# [HOW TO COMPLETE THIS TASK]
Images are to be excluded, and the rest of the data repeated exactly.

☆ ☆ ☆ ☆ ☆

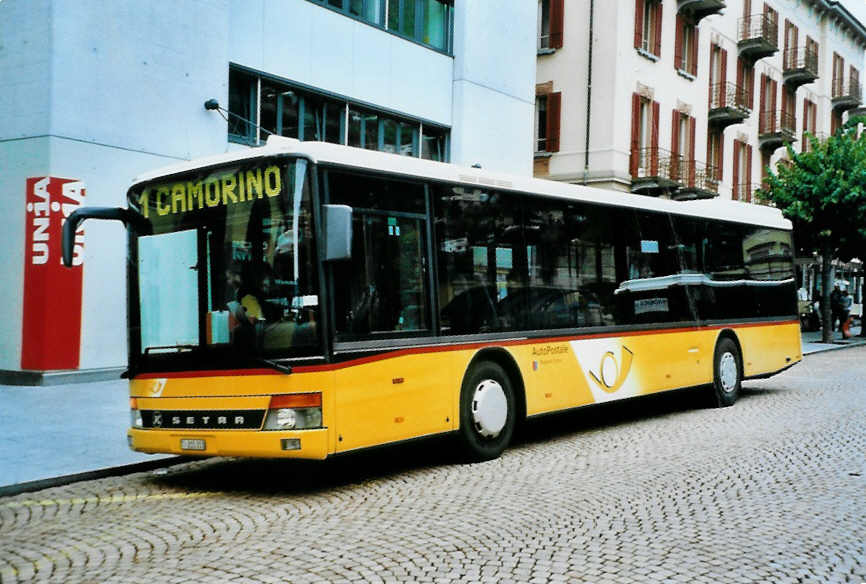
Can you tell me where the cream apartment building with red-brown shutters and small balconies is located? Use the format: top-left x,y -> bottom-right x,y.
534,0 -> 866,202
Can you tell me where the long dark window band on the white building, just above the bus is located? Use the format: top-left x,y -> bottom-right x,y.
228,67 -> 450,162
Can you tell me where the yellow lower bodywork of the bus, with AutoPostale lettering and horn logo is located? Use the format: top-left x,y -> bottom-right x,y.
121,322 -> 802,459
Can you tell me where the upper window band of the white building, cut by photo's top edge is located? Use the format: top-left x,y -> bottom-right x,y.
309,0 -> 454,52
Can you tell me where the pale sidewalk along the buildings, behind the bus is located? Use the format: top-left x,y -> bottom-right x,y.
0,327 -> 866,496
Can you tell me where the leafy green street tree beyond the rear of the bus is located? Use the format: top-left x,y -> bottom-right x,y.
757,116 -> 866,343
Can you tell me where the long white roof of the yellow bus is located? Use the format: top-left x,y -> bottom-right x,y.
132,136 -> 791,229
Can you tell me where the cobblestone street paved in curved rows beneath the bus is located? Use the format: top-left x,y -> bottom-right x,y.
0,347 -> 866,584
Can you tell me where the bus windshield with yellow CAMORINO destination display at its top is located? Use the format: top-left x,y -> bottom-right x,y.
130,158 -> 321,367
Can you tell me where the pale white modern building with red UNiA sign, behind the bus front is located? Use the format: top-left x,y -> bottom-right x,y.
0,0 -> 536,382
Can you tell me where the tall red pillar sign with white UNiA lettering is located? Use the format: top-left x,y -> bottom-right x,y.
21,176 -> 85,371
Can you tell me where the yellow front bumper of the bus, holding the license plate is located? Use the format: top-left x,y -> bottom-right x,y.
127,428 -> 328,460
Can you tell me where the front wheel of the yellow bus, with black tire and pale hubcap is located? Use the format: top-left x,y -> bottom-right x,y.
459,361 -> 516,462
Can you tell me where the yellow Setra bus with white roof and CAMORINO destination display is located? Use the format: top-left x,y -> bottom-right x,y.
64,137 -> 802,460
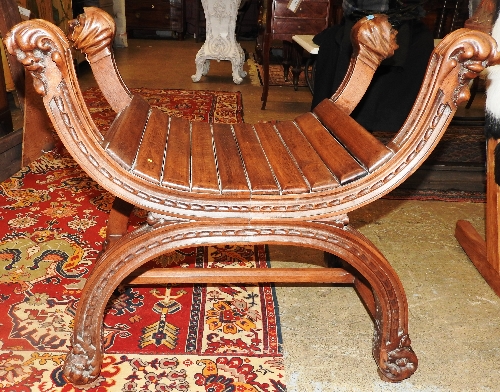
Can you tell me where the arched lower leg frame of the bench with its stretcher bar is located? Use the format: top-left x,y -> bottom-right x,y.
64,217 -> 418,384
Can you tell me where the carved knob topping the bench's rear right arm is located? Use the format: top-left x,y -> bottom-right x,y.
351,14 -> 398,70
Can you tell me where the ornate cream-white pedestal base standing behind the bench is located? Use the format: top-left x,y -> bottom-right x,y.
191,0 -> 247,84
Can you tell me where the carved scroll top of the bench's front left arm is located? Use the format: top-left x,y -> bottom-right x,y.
4,19 -> 71,100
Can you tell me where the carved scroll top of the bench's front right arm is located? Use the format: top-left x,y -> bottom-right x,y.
434,29 -> 500,105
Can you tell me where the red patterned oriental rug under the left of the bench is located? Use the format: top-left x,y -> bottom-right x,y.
0,89 -> 286,392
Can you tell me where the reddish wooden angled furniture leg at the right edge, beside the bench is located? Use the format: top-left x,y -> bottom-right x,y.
455,138 -> 500,296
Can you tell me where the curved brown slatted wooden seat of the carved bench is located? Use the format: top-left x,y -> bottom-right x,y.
106,95 -> 393,197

☆ ☆ ☆ ☆ ☆

# [RESPONSE BOX]
Can you tell me where the cream apartment building with red-brown shutters and small balconies is located? Use the format: top-left x,y -> bottom-right x,y.
534,0 -> 866,202
Can you tell me where the long dark window band on the white building, just above the bus is located? Use the format: top-left x,y -> bottom-right x,y.
228,67 -> 450,162
Can you tell me where the yellow lower bodywork of the bus, with AutoPostale lettering and horn logo is located? Use the format: top-left x,y -> bottom-right x,y.
121,322 -> 802,459
Can you tell me where the upper window band of the white building, cut by photo's top edge is located? Use the format: top-left x,y -> bottom-right x,y.
309,0 -> 454,52
Can you tell me where the pale sidewalk along the buildings, behind the bus is located? Use the format: top-left x,y -> bottom-right x,y.
0,327 -> 866,496
Can you tell me where the leafy green street tree beyond the rear of the bus is located? Use the format: top-left x,y -> bottom-right x,y.
757,116 -> 866,343
Can you tell me where the long white roof of the yellow bus is located? Use the format: top-left x,y -> bottom-right x,y.
132,136 -> 791,229
Can you tell me where the cobblestone street paved in curved rows beneath the bus is located? Use the format: top-left x,y -> bottom-right x,y.
0,347 -> 866,584
Can you tell me where the bus windshield with yellow CAMORINO destination display at its top is located? Use the format: top-left x,y -> bottom-right x,y.
130,158 -> 321,367
Can you tell me where the pale white modern building with red UNiA sign, behind the bus front is located? Use the format: top-left x,y -> bottom-right x,y.
0,0 -> 536,382
Can you tell me where the tall red pillar sign with white UNiA lettering is located? Use the format: top-left x,y -> bottom-right x,y.
21,176 -> 85,371
Can you tell me where the yellow front bumper of the bus, holding the license plate is located? Use the format: top-left x,y -> bottom-right x,y.
127,428 -> 328,460
Can you tell me where the front wheel of the yellow bus, with black tire and pale hubcap is located? Use the format: top-left x,y -> bottom-right x,y.
459,361 -> 516,462
Can you tell me where the yellow Setra bus with white roof and CAMORINO destination display is located? Use the format: top-left x,y -> bottom-right x,y.
64,137 -> 802,460
Can you tell me where the arched lower leg frame of the bench with its stretcher bar is located? Use the format: top-left x,y -> bottom-right x,y.
64,217 -> 418,384
Can you tell me where the carved knob topping the bench's rear right arm is located? Use the format: top-left x,y -> bottom-right x,y.
351,14 -> 398,70
Can you tell me where the ornate cream-white pedestal base standing behind the bench is located? Use the format: top-left x,y -> bottom-right x,y.
191,0 -> 247,84
Can you tell me where the carved scroll top of the bench's front left arm is located? Use the format: top-left x,y -> bottom-right x,y.
4,19 -> 71,100
Can you tell me where the carved scroll top of the bench's front right arm is located? Use the format: top-left x,y -> bottom-right x,y.
434,29 -> 500,105
Can you tell me where the red patterned oriental rug under the left of the bench is located? Use the format: top-left x,y -> bottom-right x,y.
0,89 -> 286,392
Can you tell me where the reddish wooden angled furniture leg at the right edge, beside the bench is located? Use the format: top-left x,y -> bottom-right x,y.
455,138 -> 500,296
Can you tell me where the curved brown slatted wooden seat of the carved bench is located? Use the format: top-left x,y -> bottom-right x,y.
106,95 -> 393,197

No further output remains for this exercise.